Exercise prompt:
All entries must come back exactly as given, with no pictures in the copy.
---------------
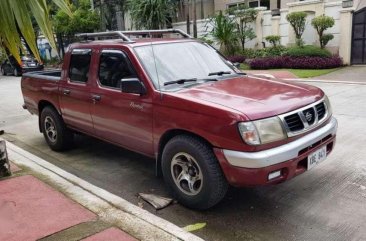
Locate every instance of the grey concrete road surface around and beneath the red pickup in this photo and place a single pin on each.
(326, 203)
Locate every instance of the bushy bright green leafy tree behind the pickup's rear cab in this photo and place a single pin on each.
(82, 20)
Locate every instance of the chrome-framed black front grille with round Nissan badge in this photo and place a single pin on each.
(301, 120)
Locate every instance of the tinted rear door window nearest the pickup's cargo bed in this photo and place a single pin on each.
(79, 65)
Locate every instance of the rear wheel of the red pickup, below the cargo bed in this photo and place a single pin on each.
(58, 138)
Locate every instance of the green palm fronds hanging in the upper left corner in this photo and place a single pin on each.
(16, 15)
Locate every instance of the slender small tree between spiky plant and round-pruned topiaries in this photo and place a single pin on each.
(245, 16)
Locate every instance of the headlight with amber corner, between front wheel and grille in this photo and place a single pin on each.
(262, 131)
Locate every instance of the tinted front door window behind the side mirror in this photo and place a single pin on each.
(114, 66)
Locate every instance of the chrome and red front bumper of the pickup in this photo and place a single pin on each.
(253, 168)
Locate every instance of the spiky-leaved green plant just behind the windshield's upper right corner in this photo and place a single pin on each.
(224, 31)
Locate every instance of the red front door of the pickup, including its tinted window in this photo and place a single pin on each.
(122, 118)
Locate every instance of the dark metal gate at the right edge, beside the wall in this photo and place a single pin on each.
(359, 37)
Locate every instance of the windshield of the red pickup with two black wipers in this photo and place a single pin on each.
(181, 61)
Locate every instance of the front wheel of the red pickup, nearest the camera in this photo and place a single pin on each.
(202, 195)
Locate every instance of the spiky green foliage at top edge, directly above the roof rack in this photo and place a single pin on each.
(152, 14)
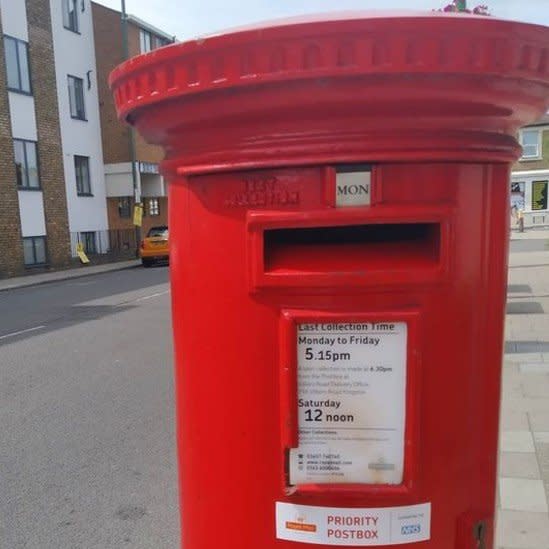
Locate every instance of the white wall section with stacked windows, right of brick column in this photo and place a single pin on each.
(76, 79)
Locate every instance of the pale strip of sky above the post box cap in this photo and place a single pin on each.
(187, 19)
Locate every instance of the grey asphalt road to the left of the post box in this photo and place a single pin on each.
(87, 452)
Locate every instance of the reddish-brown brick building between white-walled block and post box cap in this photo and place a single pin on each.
(131, 165)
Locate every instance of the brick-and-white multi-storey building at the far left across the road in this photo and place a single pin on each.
(51, 178)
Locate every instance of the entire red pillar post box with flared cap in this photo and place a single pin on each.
(339, 223)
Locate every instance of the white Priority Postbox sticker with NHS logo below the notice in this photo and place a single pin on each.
(358, 527)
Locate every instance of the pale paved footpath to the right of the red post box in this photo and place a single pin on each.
(523, 484)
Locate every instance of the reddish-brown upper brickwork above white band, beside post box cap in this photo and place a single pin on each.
(109, 53)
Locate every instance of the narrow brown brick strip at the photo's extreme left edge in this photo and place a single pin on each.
(11, 246)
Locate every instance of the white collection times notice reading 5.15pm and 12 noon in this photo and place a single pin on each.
(351, 402)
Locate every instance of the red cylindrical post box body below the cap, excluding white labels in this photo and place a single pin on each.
(236, 303)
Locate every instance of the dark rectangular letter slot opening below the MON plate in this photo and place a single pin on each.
(352, 247)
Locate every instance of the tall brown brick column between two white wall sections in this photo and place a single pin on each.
(52, 177)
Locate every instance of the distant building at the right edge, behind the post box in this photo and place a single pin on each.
(530, 175)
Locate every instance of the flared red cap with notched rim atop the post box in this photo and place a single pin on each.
(400, 71)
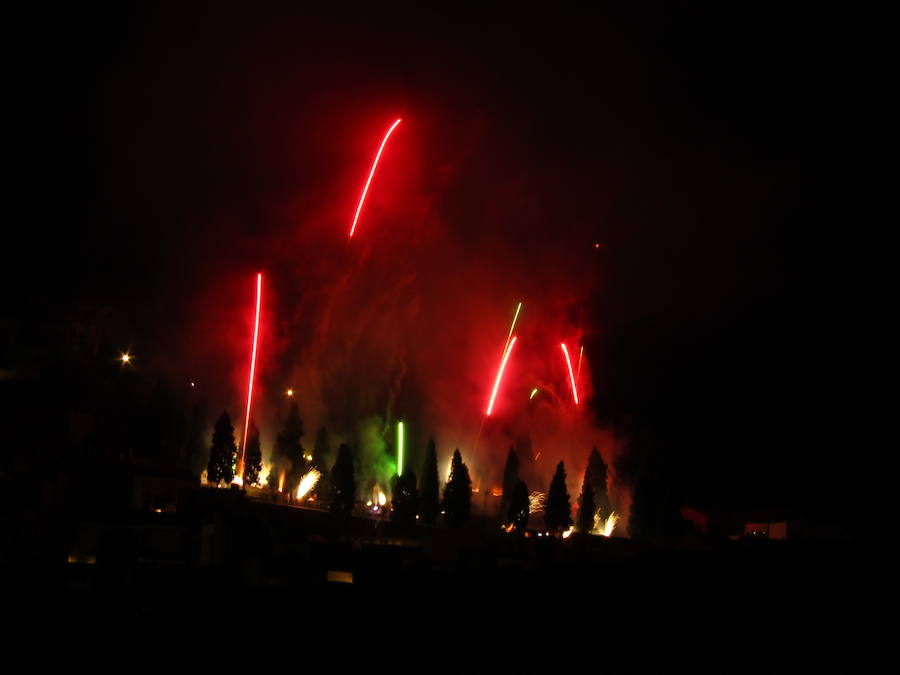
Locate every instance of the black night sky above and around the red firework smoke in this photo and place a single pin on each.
(719, 156)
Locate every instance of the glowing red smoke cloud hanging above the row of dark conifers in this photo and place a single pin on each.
(405, 323)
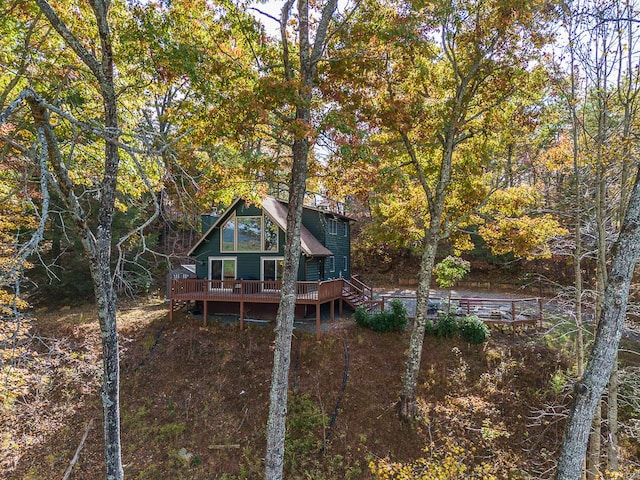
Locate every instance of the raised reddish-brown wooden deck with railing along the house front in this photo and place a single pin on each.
(254, 291)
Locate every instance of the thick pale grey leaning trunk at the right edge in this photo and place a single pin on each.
(589, 390)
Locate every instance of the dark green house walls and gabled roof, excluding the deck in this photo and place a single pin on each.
(247, 242)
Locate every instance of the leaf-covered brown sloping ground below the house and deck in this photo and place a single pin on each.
(194, 400)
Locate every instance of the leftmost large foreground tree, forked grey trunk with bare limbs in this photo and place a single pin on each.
(96, 241)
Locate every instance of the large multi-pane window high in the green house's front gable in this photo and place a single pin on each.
(249, 234)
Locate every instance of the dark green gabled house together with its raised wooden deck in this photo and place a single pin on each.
(240, 257)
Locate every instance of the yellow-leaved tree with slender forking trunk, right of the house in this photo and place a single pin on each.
(429, 80)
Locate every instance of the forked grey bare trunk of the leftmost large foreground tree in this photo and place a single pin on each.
(97, 246)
---------------
Completed exercise:
Locate every instance of the grey concrete road surface around and beneath the red pickup in this photo and place a single pin on each.
(326, 203)
Locate every instance of the bushy bright green leafy tree behind the pickup's rear cab in this photo and place a single pin on each.
(82, 20)
Locate every instance of the chrome-framed black front grille with round Nissan badge in this photo and place a single pin on each.
(301, 120)
Locate every instance of the tinted rear door window nearest the pickup's cargo bed in this photo and place a single pin on each.
(79, 65)
Locate every instance of the rear wheel of the red pickup, below the cargo bed in this photo and place a single pin on each.
(58, 138)
Locate every instance of the green palm fronds hanging in the upper left corner in this photo and place a single pin on each.
(16, 15)
Locate every instance of the slender small tree between spiky plant and round-pruned topiaries in this photo and place a single pin on each.
(245, 16)
Locate every instance of the headlight with amber corner, between front wheel and grille in this photo and place a single pin on each.
(262, 131)
Locate every instance of the tinted front door window behind the side mirror in this photo and place a single pin on each.
(114, 66)
Locate every instance of the chrome and red front bumper of the pickup in this photo and place a single pin on each.
(253, 168)
Locate every instance of the spiky-leaved green plant just behind the windshield's upper right corner in this photo and place a single pin on each.
(224, 31)
Locate every instance of the red front door of the pickup, including its tinted window in this photo and place a single pin on each.
(122, 118)
Locate every instance of the dark metal gate at the right edge, beside the wall in this photo and place a single pin on each.
(359, 37)
Locate every instance of the windshield of the red pickup with two black wipers in this photo and place a single pin on each.
(181, 61)
Locate every instance of the front wheel of the red pickup, nearest the camera in this photo and place a single pin on each.
(202, 195)
Locate every instance of the spiky green foliage at top edge, directly above the roof rack in this photo and place a single pin on each.
(152, 14)
Locate every instance of the white wall section with stacked windows, right of brick column in this photo and place a single pin on each.
(76, 79)
Locate every instance of the pale strip of sky above the post box cap in this photo and place a single pin on each.
(187, 19)
Locate every instance of the grey asphalt road to the left of the post box in this photo and place a single pin on each.
(87, 452)
Locate every instance of the reddish-brown brick building between white-walled block and post box cap in this photo and place a single pin on each.
(131, 165)
Locate every instance of the brick-and-white multi-storey building at the far left across the road in this photo and place a single pin on each.
(51, 178)
Locate every instance of the entire red pillar post box with flared cap in this photo and place a single pin on each.
(339, 223)
Locate every instance of the white Priority Postbox sticker with NHS logo below the notice in this photo and place a single pin on each.
(358, 527)
Locate every instance of the pale paved footpath to the right of the red post box in this photo and place a single pin on each.
(523, 484)
Locate every instance of the reddish-brown upper brickwork above white band, beside post box cap in this photo and place a single pin on each.
(109, 53)
Locate every instance of the narrow brown brick strip at the photo's extreme left edge in this photo and place a single pin on each.
(11, 246)
Locate every instance of the white collection times notice reading 5.15pm and 12 noon in this photo and place a single pin on each.
(351, 402)
Locate every instance of the red cylindrical post box body below the cap, excluding white labels in this photo and place a single pin on each.
(236, 303)
Locate every instance of the dark rectangular letter slot opening below the MON plate in this photo and place a single pin on each.
(352, 247)
Locate every instance of the tall brown brick column between two white wall sections in this photo and place a single pin on each.
(52, 177)
Locate every instance of the distant building at the right edge, behind the post box in this photo and place a single pin on each.
(530, 175)
Locate every instance of the flared red cap with notched rim atop the post box in this photo and place a single pin on each.
(400, 71)
Locate every instance of the black night sky above and around the red firework smoke in this photo and place a single pin on each.
(719, 156)
Locate every instance of the glowing red smoke cloud hanging above the row of dark conifers in this photo and place a single pin on each.
(405, 323)
Locate every instance of the raised reddish-brown wooden deck with railing along the house front in this photo and place a single pin on each.
(254, 291)
Locate every instance of the thick pale grey leaning trunk at the right edge in this photo and place a single pin on each.
(589, 390)
Locate every instance of the dark green house walls and gabled roof, excluding the deck in this photo and place a single pin on each.
(247, 242)
Locate every instance of the leaf-covered brown sloping ground below the house and deck in this photo and place a single pin on each.
(194, 400)
Locate every instance of the leftmost large foreground tree, forked grey trunk with bare limbs in this photo and place a single pin on each.
(96, 241)
Locate every instance of the large multi-pane window high in the green house's front gable in this photo and place a single pin on each.
(249, 234)
Locate every instance of the dark green gabled house together with its raised wooden deck in this photo and place a single pin on each.
(240, 257)
Locate every instance of the yellow-leaved tree with slender forking trunk, right of the house in this photo and place a single pin on each.
(429, 80)
Locate every instance of the forked grey bare trunk of the leftmost large foreground tree in this photo and place a single pin on each.
(97, 246)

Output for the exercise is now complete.